◆ What the task requires
Recast the entries as a numbered list, from the line with "Target: white pitch line" up to and including the line with "pixel 371 399", and leave out any blank lines.
===== Input data =====
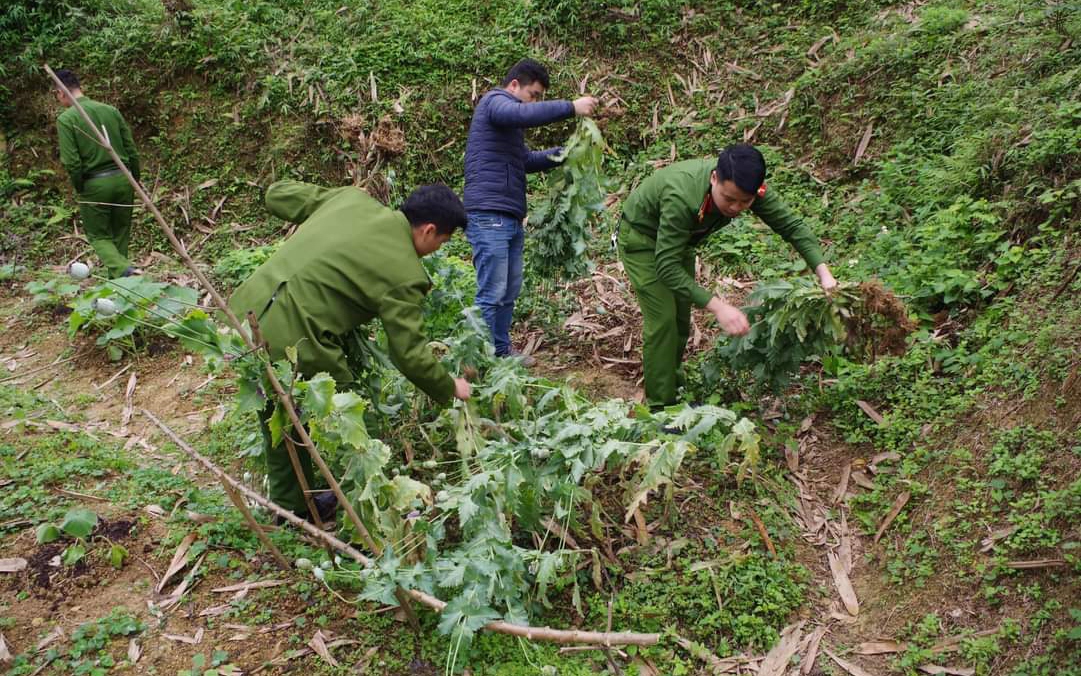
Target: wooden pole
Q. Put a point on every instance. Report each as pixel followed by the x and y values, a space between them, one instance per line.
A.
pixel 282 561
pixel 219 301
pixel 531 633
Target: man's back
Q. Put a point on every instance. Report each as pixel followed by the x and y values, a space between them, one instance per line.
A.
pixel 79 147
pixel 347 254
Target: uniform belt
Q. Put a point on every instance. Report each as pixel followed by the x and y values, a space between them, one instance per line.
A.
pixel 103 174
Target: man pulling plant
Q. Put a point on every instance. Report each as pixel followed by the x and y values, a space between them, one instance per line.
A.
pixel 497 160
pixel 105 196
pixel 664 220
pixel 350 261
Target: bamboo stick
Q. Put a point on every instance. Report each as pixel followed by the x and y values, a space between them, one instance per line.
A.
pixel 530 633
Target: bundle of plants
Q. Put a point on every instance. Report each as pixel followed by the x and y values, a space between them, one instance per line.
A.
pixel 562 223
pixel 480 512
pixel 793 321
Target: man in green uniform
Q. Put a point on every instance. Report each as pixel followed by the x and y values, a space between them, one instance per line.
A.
=====
===== Input data =====
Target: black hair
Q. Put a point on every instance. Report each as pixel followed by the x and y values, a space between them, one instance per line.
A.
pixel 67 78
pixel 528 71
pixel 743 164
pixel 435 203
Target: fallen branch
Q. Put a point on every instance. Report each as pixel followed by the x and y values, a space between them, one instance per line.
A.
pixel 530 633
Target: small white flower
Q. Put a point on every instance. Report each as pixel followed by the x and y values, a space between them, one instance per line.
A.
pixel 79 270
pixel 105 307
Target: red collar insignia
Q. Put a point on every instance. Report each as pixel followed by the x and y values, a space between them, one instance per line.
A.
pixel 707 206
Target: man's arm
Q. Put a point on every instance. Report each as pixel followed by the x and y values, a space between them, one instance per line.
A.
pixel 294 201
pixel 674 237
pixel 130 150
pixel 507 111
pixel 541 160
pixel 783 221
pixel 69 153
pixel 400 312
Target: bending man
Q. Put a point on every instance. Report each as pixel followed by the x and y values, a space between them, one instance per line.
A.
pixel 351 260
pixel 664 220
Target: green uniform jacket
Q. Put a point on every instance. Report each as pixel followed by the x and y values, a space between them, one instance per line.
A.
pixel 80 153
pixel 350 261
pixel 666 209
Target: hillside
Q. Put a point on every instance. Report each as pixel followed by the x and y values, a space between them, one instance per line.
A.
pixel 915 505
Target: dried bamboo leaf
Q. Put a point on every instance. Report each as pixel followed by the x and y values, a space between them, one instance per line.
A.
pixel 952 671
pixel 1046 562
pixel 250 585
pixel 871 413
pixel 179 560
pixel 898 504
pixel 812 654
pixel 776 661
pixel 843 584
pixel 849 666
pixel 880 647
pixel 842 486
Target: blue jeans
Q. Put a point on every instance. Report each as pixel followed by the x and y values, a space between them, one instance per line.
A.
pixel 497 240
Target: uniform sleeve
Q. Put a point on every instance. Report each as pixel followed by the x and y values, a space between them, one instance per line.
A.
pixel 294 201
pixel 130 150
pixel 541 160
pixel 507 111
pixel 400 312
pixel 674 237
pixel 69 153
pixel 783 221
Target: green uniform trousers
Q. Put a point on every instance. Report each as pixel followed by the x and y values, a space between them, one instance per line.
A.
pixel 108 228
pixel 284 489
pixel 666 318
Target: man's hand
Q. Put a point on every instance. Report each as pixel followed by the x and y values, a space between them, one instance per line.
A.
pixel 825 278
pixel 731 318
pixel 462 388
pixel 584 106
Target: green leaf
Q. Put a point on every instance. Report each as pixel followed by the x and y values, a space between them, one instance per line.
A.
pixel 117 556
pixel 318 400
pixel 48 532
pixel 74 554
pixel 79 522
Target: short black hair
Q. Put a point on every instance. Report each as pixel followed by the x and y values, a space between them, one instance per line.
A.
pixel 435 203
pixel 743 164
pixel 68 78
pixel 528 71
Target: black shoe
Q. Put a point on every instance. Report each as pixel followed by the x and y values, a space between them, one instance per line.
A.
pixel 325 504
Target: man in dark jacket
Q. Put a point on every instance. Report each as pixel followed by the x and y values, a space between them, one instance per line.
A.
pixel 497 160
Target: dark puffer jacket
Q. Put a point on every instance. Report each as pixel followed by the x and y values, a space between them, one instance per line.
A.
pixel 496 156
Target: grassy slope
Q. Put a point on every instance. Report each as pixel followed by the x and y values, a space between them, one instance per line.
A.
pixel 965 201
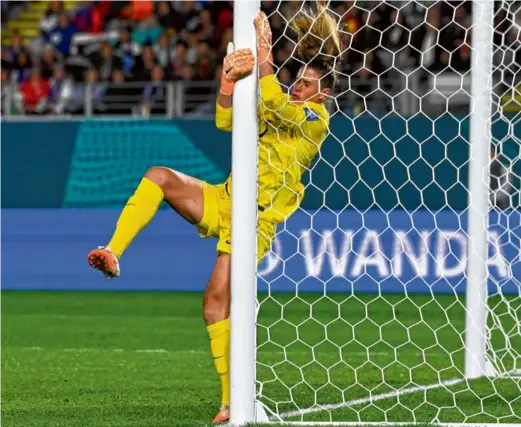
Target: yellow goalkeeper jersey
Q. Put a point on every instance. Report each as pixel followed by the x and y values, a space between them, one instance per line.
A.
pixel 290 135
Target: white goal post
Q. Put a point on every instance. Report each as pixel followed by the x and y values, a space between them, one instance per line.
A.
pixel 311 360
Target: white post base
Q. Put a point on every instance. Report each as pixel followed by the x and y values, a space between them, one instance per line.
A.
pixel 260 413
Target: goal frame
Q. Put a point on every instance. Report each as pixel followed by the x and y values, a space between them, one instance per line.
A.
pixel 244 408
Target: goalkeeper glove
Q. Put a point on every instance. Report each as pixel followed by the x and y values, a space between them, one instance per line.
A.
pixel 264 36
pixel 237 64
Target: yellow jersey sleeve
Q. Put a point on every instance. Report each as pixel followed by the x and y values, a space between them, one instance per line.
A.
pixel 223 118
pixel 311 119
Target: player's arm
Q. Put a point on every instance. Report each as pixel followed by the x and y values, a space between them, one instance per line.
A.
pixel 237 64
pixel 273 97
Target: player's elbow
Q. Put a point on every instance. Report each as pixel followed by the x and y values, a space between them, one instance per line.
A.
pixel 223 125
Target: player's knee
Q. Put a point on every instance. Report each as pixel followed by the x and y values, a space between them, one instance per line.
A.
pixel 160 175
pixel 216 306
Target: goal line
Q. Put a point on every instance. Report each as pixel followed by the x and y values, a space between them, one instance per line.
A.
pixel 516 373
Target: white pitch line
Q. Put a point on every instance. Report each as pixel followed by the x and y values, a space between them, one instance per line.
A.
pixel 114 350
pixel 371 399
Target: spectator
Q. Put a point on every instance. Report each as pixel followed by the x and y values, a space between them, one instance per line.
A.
=====
◆ Solved exercise
1. Target: white pitch line
2. Q. Put a point on every instance. Report each as pixel followed by the x and y values, a space between them, one instance per line.
3. A.
4. pixel 114 350
5. pixel 371 399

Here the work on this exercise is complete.